* **Source document**
06.R Third Party Review Findings

  • None.

06.4 Completion Checklist

  • LCFail tracking verified: roadmap numbers correct, milestones in place, categorization recorded
  • Performance target measured: cargo t wall time ≤30s (or documented gap with rationale)
  • Per-component improvements documented (table with before/after/improvement per crate)
  • LCFail regression guard installed and tested
  • Performance regression guard installed and tested
  • Baselines directory created with current values
  • Update process documented
  • timeout 150 cargo t green
  • ./test-all.sh green
  • /tpr-review passed — independent Codex review found no critical or major issues (or all findings triaged)
  • /impl-hygiene-review passed — implementation hygiene review clean (phase boundaries, SSOT, algorithmic DRY, naming). MUST run AFTER /tpr-review is clean.

* **Supplied entries**
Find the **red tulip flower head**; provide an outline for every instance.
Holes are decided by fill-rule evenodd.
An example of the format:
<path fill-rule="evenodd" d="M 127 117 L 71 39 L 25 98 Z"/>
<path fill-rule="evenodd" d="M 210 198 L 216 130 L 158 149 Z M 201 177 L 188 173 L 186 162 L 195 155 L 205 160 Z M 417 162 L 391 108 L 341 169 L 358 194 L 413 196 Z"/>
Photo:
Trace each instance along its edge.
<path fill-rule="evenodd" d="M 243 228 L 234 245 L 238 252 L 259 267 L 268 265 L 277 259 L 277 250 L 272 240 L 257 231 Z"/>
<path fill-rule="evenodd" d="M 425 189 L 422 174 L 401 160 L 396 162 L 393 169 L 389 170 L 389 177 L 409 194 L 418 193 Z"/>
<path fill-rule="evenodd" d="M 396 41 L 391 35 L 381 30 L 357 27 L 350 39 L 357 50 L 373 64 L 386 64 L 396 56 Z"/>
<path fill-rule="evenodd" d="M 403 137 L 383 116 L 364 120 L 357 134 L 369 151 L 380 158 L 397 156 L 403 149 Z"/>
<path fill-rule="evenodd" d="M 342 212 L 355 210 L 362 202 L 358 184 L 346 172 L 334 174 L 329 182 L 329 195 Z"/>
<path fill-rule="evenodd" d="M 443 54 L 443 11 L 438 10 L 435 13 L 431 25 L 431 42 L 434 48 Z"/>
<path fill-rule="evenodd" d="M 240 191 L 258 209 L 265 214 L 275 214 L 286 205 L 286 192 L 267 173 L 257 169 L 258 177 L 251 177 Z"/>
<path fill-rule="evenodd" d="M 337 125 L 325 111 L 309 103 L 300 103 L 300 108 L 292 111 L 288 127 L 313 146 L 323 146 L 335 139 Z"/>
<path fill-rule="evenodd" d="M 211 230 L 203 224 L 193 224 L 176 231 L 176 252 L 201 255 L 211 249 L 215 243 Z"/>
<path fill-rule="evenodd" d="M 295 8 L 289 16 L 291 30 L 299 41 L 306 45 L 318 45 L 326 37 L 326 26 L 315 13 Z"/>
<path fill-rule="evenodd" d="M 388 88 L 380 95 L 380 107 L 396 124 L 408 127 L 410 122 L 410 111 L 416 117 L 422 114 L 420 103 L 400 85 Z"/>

* **What you will do**
a – For each statement, say whether it agrees with the checklist, answering yes or no and quoting the deciding words. (i) The performance target for cargo t wall time is 30 seconds or less. (ii) The third party review recorded several findings. (iii) The implementation hygiene review is to be run before the /tpr-review.
b – Duplicate a portion of the checklist, beginning at the words "06.R Third Party" and ending after the words "gap with rationale)".
c – According to the checklist, what must the baselines directory be created with?
The listing is not required for any of this work.

* **Results of the tasks**
a –
(i) Yes: "cargo t wall time ≤30s"
(ii) No: "None."
(iii) No: "MUST run AFTER /tpr-review is clean."

b –
06.R Third Party Review Findings

  • None.

06.4 Completion Checklist

  • LCFail tracking verified: roadmap numbers correct, milestones in place, categorization recorded
  • Performance target measured: cargo t wall time ≤30s (or documented gap with rationale)

c – Current values.